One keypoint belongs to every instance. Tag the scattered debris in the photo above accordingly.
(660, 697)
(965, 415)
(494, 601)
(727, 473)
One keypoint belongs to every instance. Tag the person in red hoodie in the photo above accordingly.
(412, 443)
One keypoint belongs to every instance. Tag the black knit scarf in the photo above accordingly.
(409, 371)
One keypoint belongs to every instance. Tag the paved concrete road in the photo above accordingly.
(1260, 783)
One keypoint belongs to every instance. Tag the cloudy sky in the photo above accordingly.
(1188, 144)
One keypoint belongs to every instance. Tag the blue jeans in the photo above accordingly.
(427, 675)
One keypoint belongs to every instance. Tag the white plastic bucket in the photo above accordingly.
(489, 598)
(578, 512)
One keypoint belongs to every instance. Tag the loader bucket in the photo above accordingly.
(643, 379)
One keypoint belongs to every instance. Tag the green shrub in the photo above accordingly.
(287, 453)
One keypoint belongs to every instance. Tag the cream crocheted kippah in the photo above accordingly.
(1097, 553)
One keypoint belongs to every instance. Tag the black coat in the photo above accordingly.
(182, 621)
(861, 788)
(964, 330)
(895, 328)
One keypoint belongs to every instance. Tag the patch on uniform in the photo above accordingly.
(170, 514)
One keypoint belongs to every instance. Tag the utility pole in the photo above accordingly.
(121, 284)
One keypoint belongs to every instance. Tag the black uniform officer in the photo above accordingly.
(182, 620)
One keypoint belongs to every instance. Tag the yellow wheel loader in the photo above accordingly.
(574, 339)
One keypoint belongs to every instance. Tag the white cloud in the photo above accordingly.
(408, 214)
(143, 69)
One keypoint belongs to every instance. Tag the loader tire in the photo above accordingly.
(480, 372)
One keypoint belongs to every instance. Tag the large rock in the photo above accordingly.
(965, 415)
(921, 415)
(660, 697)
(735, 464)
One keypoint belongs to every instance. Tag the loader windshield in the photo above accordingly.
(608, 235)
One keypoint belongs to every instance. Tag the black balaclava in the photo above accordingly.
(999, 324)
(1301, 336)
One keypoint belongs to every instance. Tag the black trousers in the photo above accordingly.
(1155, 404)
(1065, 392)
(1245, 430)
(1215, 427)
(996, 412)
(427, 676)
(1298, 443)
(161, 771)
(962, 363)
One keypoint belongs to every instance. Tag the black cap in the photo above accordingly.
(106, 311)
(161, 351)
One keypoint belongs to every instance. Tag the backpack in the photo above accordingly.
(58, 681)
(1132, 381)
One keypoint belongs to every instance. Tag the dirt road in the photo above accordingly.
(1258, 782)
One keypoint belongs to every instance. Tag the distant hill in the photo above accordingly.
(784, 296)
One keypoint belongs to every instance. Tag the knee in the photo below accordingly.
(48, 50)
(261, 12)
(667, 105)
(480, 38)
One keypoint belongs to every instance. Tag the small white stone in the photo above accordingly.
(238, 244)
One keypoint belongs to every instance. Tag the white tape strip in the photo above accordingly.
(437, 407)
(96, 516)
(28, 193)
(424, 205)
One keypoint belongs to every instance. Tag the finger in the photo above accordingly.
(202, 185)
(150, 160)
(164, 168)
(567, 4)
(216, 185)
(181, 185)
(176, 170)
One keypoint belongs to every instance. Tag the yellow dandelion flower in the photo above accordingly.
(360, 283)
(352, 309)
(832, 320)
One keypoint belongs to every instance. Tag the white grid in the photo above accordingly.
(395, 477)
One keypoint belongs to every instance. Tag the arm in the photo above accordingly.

_EXERCISE PROMPT_
Exactly as written, give the line containing "One keypoint belongs to every instance. Tag the loader tire" and all remaining lines of the records.

_RESULT_
One keypoint belongs to every instance. Tag the loader tire in the photo above accordingly.
(480, 372)
One keypoint belongs to every instance. Tag the large rock in the photo above accordingly.
(965, 415)
(921, 415)
(660, 697)
(735, 464)
One keypoint belongs to every instance. Tag the loader windshield in the photo above accordingly.
(608, 235)
One keypoint belongs to every instance. Tag the black balaclava in the photo above accordingly.
(999, 324)
(1301, 336)
One keypoint belongs to every instance. Tag the black trousers in the photo above accordingly.
(1155, 404)
(1065, 392)
(1245, 430)
(1215, 427)
(996, 412)
(427, 676)
(1298, 443)
(161, 771)
(962, 363)
One keypoint belongs to every instance. Tag the black cap in the photo above accordingly.
(106, 311)
(161, 351)
One keypoint belongs to every instance. Tag the backpack in the photo above accordingly.
(58, 681)
(1132, 381)
One keypoint belongs to every instance. Tag the dirt road in the photo above accordingly.
(1258, 782)
One keypoint belongs to every instance. Tag the distant hill in the photo above accordingly.
(784, 296)
One keypoint belongs to every instance. Tag the knee in the photo below accordingly.
(48, 50)
(261, 12)
(667, 105)
(480, 38)
One keypoint belongs to every instance. Tag the small white stone in the photo above accordingly.
(238, 244)
One keypoint belongs to every instance. Tag the white tape strip in the photo above accordingly.
(437, 407)
(96, 516)
(28, 193)
(424, 205)
One keypoint belongs to every instance. Tag the finger in the photo above accordingly.
(202, 185)
(150, 160)
(164, 168)
(567, 4)
(216, 185)
(181, 185)
(176, 170)
One keypoint belongs to every instance. Tag the yellow dandelion flower in the photo above accordingly.
(360, 283)
(352, 309)
(832, 320)
One keypoint belongs to every instance. Tag the white grid in the photo above accordingly.
(395, 477)
One keypoint belongs to every instance. Tag the arm in the photo above accordingly.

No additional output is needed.